Stored items from a collection

· · · · ·

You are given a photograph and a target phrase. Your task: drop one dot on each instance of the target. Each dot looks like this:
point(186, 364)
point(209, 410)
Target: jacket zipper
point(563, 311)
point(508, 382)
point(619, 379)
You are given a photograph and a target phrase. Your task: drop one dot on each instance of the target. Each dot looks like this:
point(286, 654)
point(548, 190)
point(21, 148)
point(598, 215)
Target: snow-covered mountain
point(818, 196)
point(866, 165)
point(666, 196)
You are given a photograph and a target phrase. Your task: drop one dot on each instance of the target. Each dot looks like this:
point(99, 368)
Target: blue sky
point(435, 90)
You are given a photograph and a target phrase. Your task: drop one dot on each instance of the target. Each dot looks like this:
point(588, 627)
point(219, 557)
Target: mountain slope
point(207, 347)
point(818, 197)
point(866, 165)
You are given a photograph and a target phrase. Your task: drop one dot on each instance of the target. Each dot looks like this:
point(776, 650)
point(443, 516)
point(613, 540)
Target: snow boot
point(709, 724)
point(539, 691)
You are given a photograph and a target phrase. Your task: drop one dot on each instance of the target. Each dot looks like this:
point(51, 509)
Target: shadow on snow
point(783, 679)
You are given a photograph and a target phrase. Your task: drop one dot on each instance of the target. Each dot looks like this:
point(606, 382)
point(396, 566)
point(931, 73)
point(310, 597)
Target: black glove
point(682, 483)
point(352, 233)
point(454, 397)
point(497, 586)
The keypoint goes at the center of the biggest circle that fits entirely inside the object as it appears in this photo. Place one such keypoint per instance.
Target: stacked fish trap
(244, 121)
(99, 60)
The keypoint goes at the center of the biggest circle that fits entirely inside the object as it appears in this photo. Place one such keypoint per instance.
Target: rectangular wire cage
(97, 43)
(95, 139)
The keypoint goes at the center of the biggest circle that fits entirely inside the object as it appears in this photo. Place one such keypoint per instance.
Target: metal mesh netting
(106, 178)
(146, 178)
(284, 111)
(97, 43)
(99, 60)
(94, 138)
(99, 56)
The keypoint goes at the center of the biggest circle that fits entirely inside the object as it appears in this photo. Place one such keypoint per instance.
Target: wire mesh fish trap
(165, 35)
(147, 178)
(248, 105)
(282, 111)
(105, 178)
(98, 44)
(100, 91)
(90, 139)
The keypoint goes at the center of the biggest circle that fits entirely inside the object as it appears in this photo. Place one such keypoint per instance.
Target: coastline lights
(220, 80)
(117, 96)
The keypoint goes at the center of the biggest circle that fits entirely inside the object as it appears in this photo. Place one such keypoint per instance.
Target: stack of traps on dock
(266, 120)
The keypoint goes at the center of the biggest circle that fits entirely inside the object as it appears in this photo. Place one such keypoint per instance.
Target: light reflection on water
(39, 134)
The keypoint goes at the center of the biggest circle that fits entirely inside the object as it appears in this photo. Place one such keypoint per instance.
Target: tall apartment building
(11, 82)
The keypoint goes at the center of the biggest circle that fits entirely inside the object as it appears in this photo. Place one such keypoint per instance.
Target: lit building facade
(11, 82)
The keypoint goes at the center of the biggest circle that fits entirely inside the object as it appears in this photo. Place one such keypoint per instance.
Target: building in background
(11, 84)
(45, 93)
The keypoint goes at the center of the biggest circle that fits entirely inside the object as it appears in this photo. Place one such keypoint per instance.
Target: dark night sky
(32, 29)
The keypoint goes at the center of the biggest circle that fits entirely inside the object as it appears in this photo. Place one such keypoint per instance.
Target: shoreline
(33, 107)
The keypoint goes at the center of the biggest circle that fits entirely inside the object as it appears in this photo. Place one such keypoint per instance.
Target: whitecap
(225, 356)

· · · · ·

- _What needs to be done_: Using the entries above, please restate each one word for word.

- _Task output_:
You are given a photograph and a target phrase. Your task: drop one dot on each instance of the target. Each dot looks like this:
point(186, 364)
point(209, 410)
Target: jacket zipper
point(563, 311)
point(508, 382)
point(619, 379)
You are given a photograph and a target phrase. Your task: drop one dot on each instance of the target. Each dot looks like this:
point(286, 654)
point(548, 190)
point(21, 148)
point(598, 215)
Target: snow-covered mountain
point(818, 196)
point(866, 165)
point(666, 196)
You are given a photograph and a target phrase. Your task: drop one dot on each instance of the target. Each dot looks like this:
point(99, 368)
Target: blue sky
point(435, 90)
You are given a photograph and a target phrase. Your task: drop one dot on each instance of the target. Each dot looks like this:
point(588, 627)
point(219, 557)
Target: mountain slope
point(207, 347)
point(818, 197)
point(866, 165)
You are given a photograph and a target phrase. Your task: drop one dot on each instance of the target. Each dot looks like this:
point(776, 650)
point(443, 516)
point(613, 540)
Target: snow boot
point(709, 724)
point(539, 691)
You are given a photograph and a target phrase. Your task: drop one dot on each instance of the target. Each dot looks like this:
point(51, 509)
Target: shadow on snow
point(783, 679)
You are given a photograph and a target phrase. Your task: drop one dot on each instance of the target. Each dot looks like this:
point(606, 382)
point(396, 566)
point(931, 73)
point(310, 597)
Target: black glove
point(682, 483)
point(352, 233)
point(454, 397)
point(497, 586)
The keypoint goes at the center of the biggest circle that fits entirely inside the object as it appears in this photo. Place one such keypoint per instance.
Target: stacked fish trap
(244, 121)
(99, 60)
The keypoint goes at the center of the biggest circle that fits entirely inside the object as it appears in this photo. Place one such keypoint per instance.
Target: rectangular wire cage
(97, 43)
(95, 139)
The keypoint goes at the center of the biggest circle that fits entirely inside the object as it appears in this photo. Place one such keypoint per instance.
Target: metal mesh netting
(106, 178)
(146, 178)
(284, 111)
(97, 43)
(99, 60)
(94, 138)
(99, 56)
The keypoint goes at the center of the biggest circle that fits entirely inside the object as it appears in this photo. Place one such keypoint per instance.
Target: wire mesh fish trap
(165, 35)
(147, 178)
(248, 105)
(282, 111)
(105, 178)
(98, 44)
(100, 91)
(90, 139)
The keypoint goes at the center of the biggest circle that fits entirely inside the object as it appears in this photo. Place one such keypoint per instance.
Target: coastline lights
(220, 80)
(117, 96)
The keypoint goes at the center of the biggest circle that fits entirely inside the object as it appears in this photo. Place one such keypoint per instance.
Target: stack of traps on dock
(266, 120)
The keypoint goes at the center of the biggest circle that fits entirely inside the object as it appears in this photo. Place one such keypoint per instance.
Target: light reflection on water
(39, 134)
The keypoint goes at the center of the biggest circle that fits entirely inside the object as it appears in this photo. Place one such keypoint per instance.
Target: tall apartment building
(11, 82)
The keypoint goes at the center of the biggest circle that fits entirely inside the object as it appears in this photo. Place one such keypoint per instance.
Target: lit building facade
(11, 82)
The keypoint goes at the center of the biggest circle that fits entirely inside the object as it appears in this photo. Place one such keypoint per instance.
Target: building in background
(11, 84)
(45, 93)
The keypoint goes at the center of the biggest circle that fits entirely inside the object as it appears in this photo. Place one such keypoint per instance.
Target: dark night sky
(32, 29)
The keypoint goes at the center of the biggest circle that fits entirely inside the object as it appears in this photo. Place one such keypoint per instance.
Target: shoreline
(33, 107)
The keypoint goes at the center of the biggest circle that fits entirely inside the object as it appears in this photo. Place one such keypoint per instance.
Target: whitecap
(225, 356)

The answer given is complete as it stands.